*** TEXT SECTION

1

I am new to cluster computation and I want to repeat one empirical experiment 100 times on python. For each experiment, I need to generate a set of data and solve an optimization problem, then I want to obtain the averaged value. To save time, I hope to do it in parallel. For example, suppose I can use 20 cores, I only need to repeat 5 times on each core.

Here's an example of a test.slurm script that I use for running the test.py script on a single core:

#!/bin/bash
#SBATCH --job-name=test        
#SBATCH --nodes=1               
#SBATCH --ntasks=1              
#SBATCH --cpus-per-task=1      
#SBATCH --mem=4G                 
#SBATCH --time=72:00:00          
#SBATCH --mail-type=begin       
#SBATCH --mail-type=end         
#SBATCH --mail-user=address@email

module purge
module load anaconda3/2018.12
source activate py36

python test.py

If I want to run it in multiple cores, how should I modify the slurm file accordingly?

1 Answers1

0

To run the test on multiple cores, you can use srun -n option. After -n specify the number of processes, you need to launch.

srun -n 20 python test.py

srun is the launcher in slurm.

******
*** INFORMATION SUPPLIED

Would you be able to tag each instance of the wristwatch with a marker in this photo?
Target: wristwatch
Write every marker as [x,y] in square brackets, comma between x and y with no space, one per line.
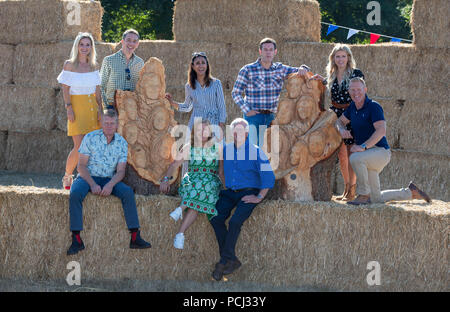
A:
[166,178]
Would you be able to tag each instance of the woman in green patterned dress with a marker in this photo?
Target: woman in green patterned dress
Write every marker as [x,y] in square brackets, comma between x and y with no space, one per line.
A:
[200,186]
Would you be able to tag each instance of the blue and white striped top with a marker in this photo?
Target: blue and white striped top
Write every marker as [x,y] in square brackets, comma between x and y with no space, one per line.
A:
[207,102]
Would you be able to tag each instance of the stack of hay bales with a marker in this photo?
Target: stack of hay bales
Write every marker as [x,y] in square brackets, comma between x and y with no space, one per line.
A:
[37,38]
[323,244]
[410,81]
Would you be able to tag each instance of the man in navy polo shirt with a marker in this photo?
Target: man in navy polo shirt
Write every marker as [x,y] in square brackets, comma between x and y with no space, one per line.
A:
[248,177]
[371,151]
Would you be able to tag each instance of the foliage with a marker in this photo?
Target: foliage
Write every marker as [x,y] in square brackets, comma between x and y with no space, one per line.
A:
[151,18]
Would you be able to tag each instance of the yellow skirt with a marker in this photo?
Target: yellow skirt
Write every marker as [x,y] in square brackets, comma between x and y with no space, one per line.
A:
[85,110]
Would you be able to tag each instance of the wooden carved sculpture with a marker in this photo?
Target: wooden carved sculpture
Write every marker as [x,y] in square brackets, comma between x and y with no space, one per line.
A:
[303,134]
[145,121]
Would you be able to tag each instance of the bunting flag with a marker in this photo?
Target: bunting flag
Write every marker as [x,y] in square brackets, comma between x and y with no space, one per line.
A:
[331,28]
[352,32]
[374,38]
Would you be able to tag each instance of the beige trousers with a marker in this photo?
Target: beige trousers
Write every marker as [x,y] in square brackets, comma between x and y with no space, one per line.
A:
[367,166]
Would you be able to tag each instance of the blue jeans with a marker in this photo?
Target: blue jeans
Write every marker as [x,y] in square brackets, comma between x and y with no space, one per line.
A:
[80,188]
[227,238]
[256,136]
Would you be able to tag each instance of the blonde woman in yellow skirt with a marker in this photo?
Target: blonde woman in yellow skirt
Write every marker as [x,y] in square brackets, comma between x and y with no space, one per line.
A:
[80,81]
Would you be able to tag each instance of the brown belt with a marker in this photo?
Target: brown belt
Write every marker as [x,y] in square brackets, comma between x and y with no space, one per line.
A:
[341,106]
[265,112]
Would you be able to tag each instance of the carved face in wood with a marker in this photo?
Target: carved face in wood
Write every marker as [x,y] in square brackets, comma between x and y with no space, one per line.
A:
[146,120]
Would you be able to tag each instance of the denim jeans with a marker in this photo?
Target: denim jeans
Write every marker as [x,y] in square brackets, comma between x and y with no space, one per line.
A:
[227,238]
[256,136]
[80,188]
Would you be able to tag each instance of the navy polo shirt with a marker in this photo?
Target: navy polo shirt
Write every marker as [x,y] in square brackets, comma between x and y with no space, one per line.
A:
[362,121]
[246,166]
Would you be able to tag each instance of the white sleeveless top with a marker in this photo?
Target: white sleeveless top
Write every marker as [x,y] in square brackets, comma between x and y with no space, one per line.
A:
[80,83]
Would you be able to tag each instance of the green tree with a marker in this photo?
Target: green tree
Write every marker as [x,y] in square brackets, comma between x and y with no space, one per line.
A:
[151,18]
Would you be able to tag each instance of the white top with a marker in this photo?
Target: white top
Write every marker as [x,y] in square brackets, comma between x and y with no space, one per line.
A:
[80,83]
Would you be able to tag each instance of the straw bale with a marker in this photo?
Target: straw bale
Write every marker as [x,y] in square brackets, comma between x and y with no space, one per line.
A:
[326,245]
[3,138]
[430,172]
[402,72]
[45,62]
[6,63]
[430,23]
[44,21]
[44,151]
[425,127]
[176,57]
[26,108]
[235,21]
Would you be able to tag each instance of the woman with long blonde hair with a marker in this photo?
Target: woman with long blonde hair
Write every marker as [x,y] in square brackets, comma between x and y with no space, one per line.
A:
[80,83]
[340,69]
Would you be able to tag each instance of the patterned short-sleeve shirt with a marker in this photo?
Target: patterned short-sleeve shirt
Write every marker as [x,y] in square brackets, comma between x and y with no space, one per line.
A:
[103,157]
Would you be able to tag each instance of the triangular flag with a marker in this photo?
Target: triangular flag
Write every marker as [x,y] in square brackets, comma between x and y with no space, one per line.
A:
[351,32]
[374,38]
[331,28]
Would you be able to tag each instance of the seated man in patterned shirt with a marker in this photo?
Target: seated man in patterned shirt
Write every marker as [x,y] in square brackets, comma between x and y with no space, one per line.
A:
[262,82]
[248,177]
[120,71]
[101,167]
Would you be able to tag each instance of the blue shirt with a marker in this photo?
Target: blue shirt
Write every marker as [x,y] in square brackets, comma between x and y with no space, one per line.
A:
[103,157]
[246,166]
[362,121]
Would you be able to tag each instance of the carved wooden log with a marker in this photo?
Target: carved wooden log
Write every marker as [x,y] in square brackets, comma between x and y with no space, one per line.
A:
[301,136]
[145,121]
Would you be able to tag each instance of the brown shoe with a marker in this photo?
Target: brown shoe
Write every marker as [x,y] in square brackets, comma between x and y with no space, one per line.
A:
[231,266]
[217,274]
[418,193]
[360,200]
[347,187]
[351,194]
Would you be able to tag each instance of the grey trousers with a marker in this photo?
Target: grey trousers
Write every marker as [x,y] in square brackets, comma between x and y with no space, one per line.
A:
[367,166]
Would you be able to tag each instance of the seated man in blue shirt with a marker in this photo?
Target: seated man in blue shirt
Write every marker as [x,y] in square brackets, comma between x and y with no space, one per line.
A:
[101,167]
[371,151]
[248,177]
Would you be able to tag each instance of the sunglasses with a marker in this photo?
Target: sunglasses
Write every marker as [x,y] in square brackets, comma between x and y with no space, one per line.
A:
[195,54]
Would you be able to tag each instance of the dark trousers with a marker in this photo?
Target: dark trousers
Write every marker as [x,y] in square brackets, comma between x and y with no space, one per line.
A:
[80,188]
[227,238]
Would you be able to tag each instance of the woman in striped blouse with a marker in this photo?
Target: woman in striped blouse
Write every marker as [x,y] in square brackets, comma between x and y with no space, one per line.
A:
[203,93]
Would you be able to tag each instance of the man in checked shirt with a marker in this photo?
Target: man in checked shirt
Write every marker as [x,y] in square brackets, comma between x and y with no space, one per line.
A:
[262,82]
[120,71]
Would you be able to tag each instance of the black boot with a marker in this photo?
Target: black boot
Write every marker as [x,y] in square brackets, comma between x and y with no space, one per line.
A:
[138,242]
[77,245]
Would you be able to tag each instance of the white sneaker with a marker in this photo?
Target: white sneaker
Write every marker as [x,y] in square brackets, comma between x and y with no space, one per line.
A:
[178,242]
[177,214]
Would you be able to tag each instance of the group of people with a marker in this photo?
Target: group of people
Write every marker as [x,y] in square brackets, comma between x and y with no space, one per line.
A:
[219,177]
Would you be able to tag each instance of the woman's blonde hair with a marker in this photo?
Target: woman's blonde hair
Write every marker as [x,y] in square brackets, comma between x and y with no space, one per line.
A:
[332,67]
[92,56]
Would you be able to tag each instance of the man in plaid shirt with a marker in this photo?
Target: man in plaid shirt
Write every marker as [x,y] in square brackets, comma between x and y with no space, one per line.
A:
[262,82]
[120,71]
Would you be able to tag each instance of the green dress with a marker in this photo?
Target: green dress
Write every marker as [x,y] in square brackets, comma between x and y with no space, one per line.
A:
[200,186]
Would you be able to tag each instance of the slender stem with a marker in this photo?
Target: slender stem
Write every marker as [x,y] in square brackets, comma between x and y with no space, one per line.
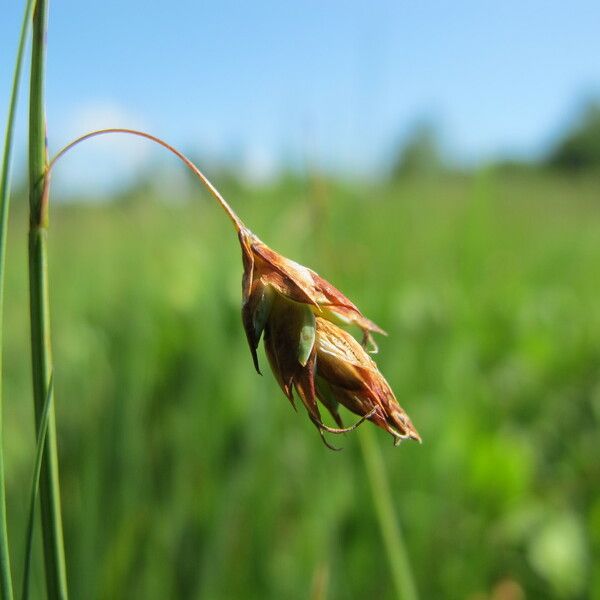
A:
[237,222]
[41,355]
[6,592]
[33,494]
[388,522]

******
*** INFORMATION SUPPLIED

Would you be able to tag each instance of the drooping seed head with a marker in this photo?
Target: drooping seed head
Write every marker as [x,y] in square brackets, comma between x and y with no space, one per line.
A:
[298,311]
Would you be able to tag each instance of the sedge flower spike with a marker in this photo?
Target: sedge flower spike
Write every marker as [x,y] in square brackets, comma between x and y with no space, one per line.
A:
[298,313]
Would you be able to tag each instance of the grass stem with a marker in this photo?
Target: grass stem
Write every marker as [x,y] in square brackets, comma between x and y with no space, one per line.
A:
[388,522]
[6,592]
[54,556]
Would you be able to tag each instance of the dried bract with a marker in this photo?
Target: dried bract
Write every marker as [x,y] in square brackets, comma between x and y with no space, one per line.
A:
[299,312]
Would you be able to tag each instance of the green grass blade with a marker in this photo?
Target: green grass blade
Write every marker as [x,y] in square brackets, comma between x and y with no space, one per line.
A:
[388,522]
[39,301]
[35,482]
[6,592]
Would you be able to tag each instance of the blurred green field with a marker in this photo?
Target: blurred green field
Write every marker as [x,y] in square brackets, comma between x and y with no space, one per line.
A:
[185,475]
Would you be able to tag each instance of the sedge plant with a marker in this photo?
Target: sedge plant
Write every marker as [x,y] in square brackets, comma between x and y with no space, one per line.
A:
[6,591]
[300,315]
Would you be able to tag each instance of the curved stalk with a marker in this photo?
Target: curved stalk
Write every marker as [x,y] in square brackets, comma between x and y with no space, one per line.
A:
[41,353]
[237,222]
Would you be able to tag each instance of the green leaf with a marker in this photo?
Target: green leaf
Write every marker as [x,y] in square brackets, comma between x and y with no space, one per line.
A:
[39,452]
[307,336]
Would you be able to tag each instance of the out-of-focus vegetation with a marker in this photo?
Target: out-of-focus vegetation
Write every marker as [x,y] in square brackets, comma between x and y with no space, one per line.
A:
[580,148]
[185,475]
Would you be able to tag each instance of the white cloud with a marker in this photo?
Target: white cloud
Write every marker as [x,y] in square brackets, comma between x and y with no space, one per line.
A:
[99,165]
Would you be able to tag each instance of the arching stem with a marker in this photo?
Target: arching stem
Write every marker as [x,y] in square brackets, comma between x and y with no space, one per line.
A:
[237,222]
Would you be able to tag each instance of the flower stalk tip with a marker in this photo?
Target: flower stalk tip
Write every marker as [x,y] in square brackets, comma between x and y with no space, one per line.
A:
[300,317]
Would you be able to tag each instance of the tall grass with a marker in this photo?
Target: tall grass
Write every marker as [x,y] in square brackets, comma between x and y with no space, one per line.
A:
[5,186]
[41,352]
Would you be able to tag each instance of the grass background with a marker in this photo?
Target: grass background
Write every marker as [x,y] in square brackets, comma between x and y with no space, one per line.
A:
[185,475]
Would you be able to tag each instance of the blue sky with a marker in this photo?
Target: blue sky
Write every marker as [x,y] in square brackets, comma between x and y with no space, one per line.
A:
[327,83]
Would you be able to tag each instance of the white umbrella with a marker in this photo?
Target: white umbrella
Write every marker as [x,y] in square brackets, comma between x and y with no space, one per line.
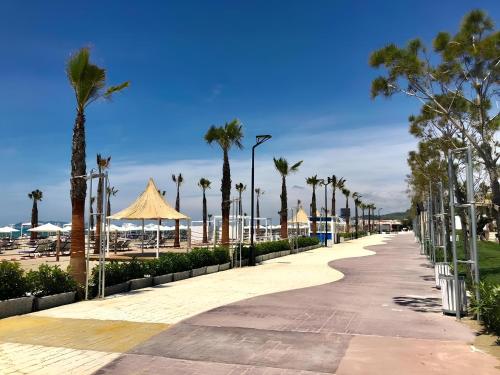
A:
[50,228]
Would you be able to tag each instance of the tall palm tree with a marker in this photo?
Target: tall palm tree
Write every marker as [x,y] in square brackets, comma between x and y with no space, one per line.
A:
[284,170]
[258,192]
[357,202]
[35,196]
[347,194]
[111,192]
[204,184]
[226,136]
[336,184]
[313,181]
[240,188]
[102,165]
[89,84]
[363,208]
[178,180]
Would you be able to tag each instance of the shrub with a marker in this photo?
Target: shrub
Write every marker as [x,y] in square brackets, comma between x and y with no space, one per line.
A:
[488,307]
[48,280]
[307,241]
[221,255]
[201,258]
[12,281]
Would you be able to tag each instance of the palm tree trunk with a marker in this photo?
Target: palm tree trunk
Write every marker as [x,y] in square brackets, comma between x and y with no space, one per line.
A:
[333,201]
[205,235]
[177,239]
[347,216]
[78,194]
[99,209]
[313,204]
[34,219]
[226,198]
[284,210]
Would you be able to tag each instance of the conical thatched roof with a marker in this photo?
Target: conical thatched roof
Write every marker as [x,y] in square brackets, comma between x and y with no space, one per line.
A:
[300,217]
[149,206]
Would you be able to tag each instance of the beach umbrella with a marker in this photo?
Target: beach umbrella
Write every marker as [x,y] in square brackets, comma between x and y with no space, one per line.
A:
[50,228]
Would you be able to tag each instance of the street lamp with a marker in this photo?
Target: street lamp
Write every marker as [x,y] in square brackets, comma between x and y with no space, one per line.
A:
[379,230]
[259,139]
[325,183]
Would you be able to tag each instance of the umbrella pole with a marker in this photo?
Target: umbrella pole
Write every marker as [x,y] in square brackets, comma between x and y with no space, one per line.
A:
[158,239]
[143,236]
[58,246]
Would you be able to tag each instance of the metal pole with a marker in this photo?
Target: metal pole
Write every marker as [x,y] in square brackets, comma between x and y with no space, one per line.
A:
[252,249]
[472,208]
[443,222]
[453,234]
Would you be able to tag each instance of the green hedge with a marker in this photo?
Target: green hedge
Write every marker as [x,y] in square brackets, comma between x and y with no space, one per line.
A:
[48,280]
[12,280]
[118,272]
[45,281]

******

In the forum thread on running a Python experiment across multiple cores with Slurm, list every command that the test.slurm script runs after its #SBATCH lines.

module purge
module load anaconda3/2018.12
source activate py36
python test.py